Selected passage
———

Overview

Goal

We want to be able to deposit hybrid or integrative models into PDB-dev. These are models that are not necessarily atomic (e.g. parts or all of the system may be coarse grained) and are derived by integrating information from multiple sources. Examples include

Modeling of the Nup84 subcomplex of the Nuclear Pore Complex (Sali Lab), by combining comparative models with crosslinking and EM class averages, representing subunits as beads (1, 10, or 20 residues per bead).
ATG1-complex (Hummer Lab): Tetramer of tetramers (Atg17-Atg31-Atg29-Atg1-Atg13), 4448 residues. Missing residues and loops modeled as flexible linkers (3 rigid domains, 52 linkers). EROS refined coarse-grained simulations (COMPLEXES, 1AA =1bead) using SAXS data. Ensemble of ~100 dynamic structures.

More examples can be found in the set of use cases.

Note that we always need more use cases, to expose issues with the existing file formats. Furthermore, actual raw data for each example is vitally important.

Existing PDB format is not sufficient since it assumes atomic structures, and only supports a small number of input experimental data sources (e.g. X-ray crystallography, NMR).

———

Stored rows
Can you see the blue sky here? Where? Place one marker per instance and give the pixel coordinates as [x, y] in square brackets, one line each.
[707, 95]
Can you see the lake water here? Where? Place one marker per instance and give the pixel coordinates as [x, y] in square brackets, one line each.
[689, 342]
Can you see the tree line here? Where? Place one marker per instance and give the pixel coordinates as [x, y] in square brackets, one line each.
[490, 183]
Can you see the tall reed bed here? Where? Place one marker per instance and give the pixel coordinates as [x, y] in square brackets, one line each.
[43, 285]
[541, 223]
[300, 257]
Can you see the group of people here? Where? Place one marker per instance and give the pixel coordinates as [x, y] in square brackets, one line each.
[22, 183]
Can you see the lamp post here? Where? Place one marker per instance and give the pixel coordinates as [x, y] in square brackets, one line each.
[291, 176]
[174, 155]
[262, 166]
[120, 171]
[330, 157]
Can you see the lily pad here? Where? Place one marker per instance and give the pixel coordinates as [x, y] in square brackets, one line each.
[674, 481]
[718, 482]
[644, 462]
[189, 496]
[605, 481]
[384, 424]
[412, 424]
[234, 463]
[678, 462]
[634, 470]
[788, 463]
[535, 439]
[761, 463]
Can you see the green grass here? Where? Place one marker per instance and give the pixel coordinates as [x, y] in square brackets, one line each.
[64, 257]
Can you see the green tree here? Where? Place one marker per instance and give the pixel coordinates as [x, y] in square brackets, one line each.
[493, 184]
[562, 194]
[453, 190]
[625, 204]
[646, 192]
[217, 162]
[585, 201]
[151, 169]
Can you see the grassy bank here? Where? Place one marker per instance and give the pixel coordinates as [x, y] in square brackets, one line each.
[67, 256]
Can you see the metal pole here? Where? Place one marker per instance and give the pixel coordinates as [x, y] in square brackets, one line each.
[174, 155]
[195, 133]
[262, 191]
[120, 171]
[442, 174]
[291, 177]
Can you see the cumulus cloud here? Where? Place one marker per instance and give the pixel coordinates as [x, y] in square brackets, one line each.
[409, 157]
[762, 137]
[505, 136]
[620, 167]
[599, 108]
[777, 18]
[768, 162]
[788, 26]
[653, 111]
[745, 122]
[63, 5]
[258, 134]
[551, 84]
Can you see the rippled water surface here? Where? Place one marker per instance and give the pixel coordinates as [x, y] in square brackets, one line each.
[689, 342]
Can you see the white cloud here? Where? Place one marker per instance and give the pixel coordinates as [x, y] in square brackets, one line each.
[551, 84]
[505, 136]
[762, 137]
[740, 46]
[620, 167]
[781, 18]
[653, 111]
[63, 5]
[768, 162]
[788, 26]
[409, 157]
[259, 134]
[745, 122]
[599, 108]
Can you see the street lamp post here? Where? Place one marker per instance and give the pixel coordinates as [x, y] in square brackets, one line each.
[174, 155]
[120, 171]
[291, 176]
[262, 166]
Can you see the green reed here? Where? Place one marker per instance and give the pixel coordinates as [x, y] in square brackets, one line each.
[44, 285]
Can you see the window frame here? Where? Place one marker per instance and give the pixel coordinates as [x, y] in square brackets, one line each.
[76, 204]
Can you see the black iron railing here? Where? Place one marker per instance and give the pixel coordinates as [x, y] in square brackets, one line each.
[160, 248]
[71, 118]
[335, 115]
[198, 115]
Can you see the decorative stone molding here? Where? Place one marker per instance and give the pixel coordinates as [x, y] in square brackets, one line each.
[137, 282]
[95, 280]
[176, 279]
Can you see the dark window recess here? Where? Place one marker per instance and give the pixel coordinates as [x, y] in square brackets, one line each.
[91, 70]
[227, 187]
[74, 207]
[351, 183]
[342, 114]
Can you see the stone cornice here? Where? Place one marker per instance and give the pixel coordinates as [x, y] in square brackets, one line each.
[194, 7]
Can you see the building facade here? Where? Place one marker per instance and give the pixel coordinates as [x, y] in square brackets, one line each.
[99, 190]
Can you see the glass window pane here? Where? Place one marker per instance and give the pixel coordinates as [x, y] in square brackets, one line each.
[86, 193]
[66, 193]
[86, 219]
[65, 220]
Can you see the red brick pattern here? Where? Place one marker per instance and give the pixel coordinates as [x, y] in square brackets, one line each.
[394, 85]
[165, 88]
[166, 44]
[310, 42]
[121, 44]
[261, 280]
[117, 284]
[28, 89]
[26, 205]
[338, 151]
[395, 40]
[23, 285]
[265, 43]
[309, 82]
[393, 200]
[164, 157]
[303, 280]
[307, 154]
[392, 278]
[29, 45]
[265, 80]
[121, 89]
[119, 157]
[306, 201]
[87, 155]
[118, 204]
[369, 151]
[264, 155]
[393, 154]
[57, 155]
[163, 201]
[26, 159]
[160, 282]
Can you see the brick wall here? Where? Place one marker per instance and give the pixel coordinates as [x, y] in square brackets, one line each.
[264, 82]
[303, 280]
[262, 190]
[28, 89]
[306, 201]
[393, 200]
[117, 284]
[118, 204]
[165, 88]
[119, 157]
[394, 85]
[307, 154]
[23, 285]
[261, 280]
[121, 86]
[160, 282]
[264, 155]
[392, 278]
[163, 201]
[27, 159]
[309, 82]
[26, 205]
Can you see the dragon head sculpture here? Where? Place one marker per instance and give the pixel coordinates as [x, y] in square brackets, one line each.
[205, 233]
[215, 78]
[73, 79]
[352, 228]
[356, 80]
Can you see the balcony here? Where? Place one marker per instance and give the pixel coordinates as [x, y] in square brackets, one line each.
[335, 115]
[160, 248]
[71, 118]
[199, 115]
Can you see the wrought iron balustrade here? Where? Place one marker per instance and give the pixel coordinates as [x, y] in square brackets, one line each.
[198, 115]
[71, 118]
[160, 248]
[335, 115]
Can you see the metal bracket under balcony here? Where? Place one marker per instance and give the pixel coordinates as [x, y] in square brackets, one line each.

———

Objectives
1) In the overview, how many residues does the ATG1-complex example contain?
2) Return the passage of the overview between "Note that we" and "is vitally important.", inclusive.

Responses by task
1) 4448 residues.

2)
Note that we always need more use cases, to expose issues with the existing file formats. Furthermore, actual raw data for each example is vitally important.